* [PROVIDED TEXT]
After the Molko decision I called attorney Charles O’Reilly who had won a large multi-million verdict against Scientology for his client Larry Wollersheim which was on appeal. On of Wollersheim’s claims was Scientology had Scientologitsts “shun” his business for leaving Scientology. There was an old case, Bear v. Reformed Mennonite Church (1975) 462 Pa. 330 which approved a lawsuit for shunning. I told Charlie I cited Bear in my Molko brief and the Supreme Court cited Bear in the Molko decisions with approval so he should use it in his appeal. He did and Wollersheim won. But the battle went on for 20 years before Scientology settled paying 8.7 million in 2002, much of it going to a multitude of lawyers.

Charlie, who I had wanted to represent me against Synanon, but didn’t return phone calls in time, passed this year. In 1993, Wollersheim co-founded Fight Against Coercive Tactics Network (FACT Net or F.A.C.T.Net) which is an on line information resource on cults. FACTNet, per Wikipedia, was soon involved in its own legal battles with Scientology.

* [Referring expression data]
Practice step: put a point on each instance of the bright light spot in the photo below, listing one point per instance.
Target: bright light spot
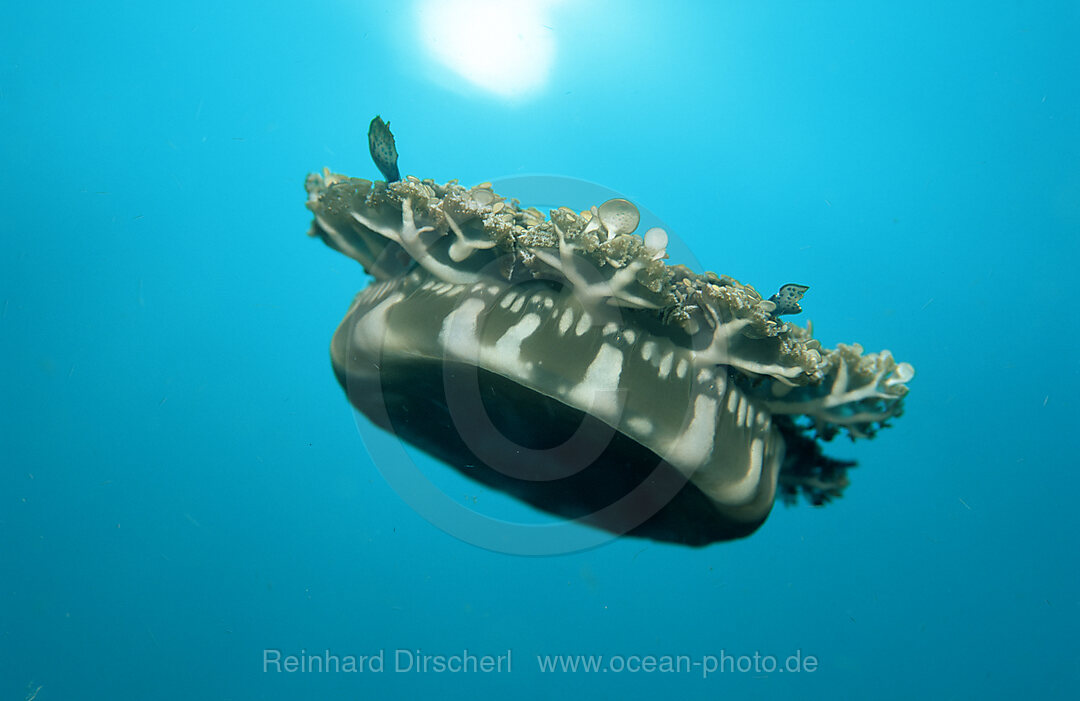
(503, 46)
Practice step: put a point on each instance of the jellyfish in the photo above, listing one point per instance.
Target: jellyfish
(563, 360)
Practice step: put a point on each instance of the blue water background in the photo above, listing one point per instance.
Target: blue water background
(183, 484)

...

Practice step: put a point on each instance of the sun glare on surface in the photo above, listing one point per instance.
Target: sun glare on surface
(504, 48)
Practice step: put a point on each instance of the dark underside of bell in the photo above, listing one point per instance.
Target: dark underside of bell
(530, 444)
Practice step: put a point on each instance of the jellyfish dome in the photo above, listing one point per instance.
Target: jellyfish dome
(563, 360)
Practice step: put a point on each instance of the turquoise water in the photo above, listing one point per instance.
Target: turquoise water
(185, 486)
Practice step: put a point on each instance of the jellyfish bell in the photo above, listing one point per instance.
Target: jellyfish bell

...

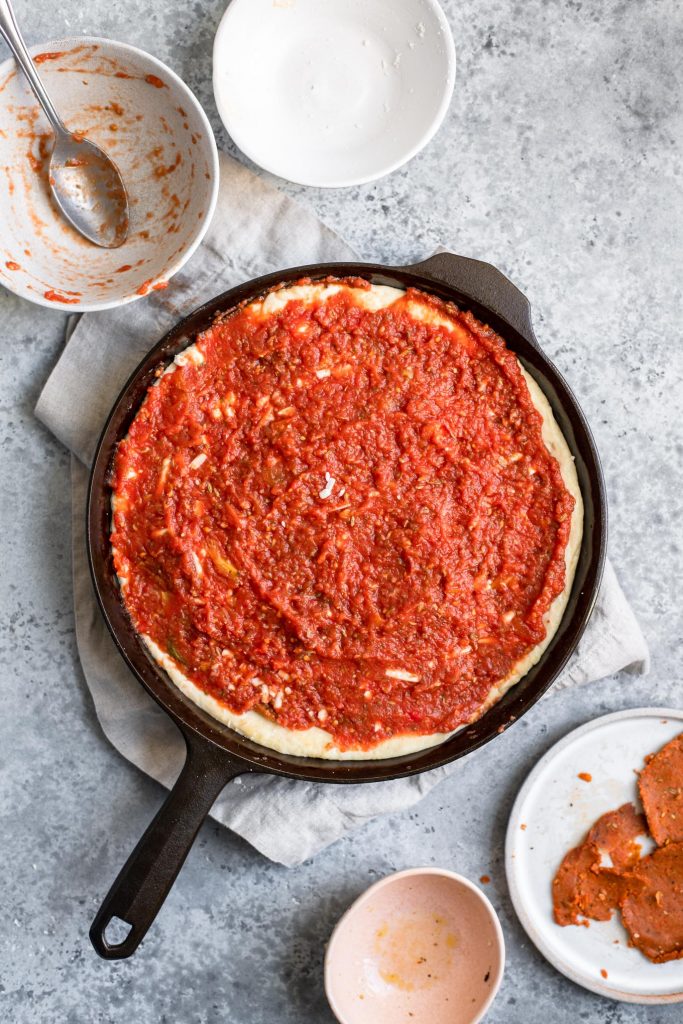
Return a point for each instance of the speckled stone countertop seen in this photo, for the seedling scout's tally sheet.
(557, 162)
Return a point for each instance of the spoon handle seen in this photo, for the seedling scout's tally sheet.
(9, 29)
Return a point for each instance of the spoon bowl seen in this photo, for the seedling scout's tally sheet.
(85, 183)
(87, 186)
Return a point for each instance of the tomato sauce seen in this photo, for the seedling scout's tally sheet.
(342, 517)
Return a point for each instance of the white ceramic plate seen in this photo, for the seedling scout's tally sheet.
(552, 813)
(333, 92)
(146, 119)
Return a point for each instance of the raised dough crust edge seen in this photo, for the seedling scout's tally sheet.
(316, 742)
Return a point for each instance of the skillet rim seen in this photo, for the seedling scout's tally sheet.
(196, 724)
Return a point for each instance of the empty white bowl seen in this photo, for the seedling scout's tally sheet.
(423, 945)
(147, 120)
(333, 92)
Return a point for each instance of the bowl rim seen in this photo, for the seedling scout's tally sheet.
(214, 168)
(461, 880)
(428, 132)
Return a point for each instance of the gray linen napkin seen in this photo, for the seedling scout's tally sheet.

* [REQUIRED ACTION 1] According to the passage about the Wollersheim lawsuit, in what year did Scientology settle, and for how much?
* [REQUIRED ACTION 2] Pick up the passage about the Wollersheim lawsuit where it stops and continue it.
The referring expression data isn't needed for anything here.

* [ANSWER AREA 1] Scientology settled in 2002, paying 8.7 million.

* [ANSWER AREA 2]
In 2002, celebrating the Times’ 20th anniversary, Moon said: “The Washington Times is responsible to let the American people know about God” and “The Washington Times will become the instrument in spreading the truth about God to the world.”

But it had been reported that by 2002 Moon had spente nearly $2 billion on the Times. The paper, once read every day by Ronald Reagan at the White House, dwindled over time in staff, coverage and readers. In his 2004 book The Republican Noise Machine, journalist Dave Brock wrote “the Washington Times was governed by a calculatedly unfair political bias” and that its journalistic ethics were “close to nil.

On November 2, 2010, Rev. Moon, now in his 90’s and a group of former Washington Times editors purchased the paper from Moon’s son, Preston Moon, for $1 ending a consideration to close down the newspaper.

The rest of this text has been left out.